| What you have to do |
Write out all entries word for word.

| Given data |
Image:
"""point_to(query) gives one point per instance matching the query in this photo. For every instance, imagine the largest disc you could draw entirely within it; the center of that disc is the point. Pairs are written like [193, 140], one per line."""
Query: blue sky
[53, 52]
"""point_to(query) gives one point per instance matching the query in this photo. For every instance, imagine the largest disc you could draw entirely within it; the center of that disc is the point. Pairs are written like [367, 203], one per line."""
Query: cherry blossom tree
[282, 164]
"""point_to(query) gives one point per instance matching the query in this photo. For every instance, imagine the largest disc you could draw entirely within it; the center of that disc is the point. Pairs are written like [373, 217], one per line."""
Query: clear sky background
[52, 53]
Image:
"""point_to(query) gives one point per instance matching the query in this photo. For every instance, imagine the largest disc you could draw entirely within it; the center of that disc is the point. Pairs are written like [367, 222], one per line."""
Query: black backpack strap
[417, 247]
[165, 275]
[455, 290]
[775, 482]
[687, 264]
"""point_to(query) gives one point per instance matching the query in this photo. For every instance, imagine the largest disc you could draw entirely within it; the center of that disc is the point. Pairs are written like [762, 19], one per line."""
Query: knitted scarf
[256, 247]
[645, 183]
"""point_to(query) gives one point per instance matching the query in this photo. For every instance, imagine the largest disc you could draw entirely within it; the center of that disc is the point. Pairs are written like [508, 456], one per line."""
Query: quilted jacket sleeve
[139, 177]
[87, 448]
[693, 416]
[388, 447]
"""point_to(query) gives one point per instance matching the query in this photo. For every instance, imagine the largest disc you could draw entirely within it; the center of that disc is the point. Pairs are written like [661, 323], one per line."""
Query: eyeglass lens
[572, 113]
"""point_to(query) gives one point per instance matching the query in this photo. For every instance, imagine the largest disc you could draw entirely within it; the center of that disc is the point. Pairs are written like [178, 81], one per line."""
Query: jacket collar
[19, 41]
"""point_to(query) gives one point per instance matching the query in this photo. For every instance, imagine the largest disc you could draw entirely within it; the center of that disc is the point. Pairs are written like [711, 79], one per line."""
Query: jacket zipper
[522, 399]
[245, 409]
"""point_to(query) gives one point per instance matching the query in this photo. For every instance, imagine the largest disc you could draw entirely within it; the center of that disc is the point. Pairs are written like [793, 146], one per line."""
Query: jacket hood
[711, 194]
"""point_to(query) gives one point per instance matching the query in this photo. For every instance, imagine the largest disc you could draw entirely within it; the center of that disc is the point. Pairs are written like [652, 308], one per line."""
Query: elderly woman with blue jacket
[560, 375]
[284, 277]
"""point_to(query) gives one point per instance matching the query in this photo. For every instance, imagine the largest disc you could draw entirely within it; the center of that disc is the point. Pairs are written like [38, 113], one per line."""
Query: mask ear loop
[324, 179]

| Complete response |
Image:
"""point_to(query) gives one point per instance matching the query in this photo. For every instance, imagine the largest disc you could draw entirely within it; the center of that disc is the point. Pairs are written like [193, 140], one per line."""
Query: blue sky
[53, 52]
"""point_to(query) gives one point per instance matching the query in this photo. For every instance, imagine the largest disc you could draw entirely within it; the center of that disc is the point. Pairs are written like [367, 203], one per line."""
Query: cherry blossom tree
[282, 164]
"""point_to(query) gives one point per instance matching the query in this photo. For every instance, imagine the largest disc you could draw entirely within it; the center of that disc is the point. Pairs are written like [373, 217], one per line."""
Query: clear sky background
[52, 53]
Image:
"""point_to(query) gives one point per instance matching the query in this photo. For every instance, imagine the largest disc you could draw entirely within it; the center of that disc is the point. Pairs are written like [367, 222], one per line."""
Query: black backpack strap
[417, 247]
[165, 275]
[455, 290]
[775, 482]
[687, 264]
"""point_to(query) gives one point per instance matching the query in this photo. For every instance, imagine the largest disc you could draw entirely within it; the center of that disc is the point. Pairs are written like [762, 19], one per line."""
Query: knitted scarf
[256, 247]
[645, 183]
"""point_to(query) gives one point per instance matching the query in this photo. For every instance, imagine the largest disc you could draw entirely within it; the center of that disc is the point. Pairs are written like [508, 456], one per line."""
Query: quilted jacket sleeve
[139, 177]
[87, 448]
[693, 416]
[388, 447]
"""point_to(query) gives one point per instance matching the query in this photo. For every instance, imagine the largest disc you could draw entirely within it; the center of that disc is the point. Pairs are written like [661, 323], one per line."""
Query: eyeglass lens
[572, 113]
"""point_to(query) gives one point per instance matching the query in this photo. For every instance, imagine the largest disc you could draw entirely within it; the center of that disc is the point. Pairs are written like [178, 81], one per line."""
Query: jacket collar
[19, 41]
"""point_to(query) gives one point per instance matching the query in this photo. For every instance, imagine the largest disc you could draw entirely within it; the center of that disc is the point. Pairs are written like [711, 79], one per line."""
Query: jacket zipper
[522, 399]
[245, 409]
"""point_to(query) gives one point per instance matching the query in this photo. For every instance, imagine the largest disc you could draw entirely within it; the center of that disc is the point. Pairs are written like [793, 146], one per line."""
Query: jacket hood
[711, 194]
"""point_to(query) gives one point per instance matching the query in this photo. For every instance, imagine the largest disc you could draw entirely within it; the center of that disc is the point. Pairs are written like [652, 308], one per line."""
Query: elderly woman with blue jacket
[560, 375]
[284, 277]
"""point_to(query) gives one point per instance matching the query in this photo. For every instance, imagine the largest disc you could draw entirely within it; the center of that disc is the point. Pairs are written like [38, 113], one per line."""
Query: mask ear loop
[324, 179]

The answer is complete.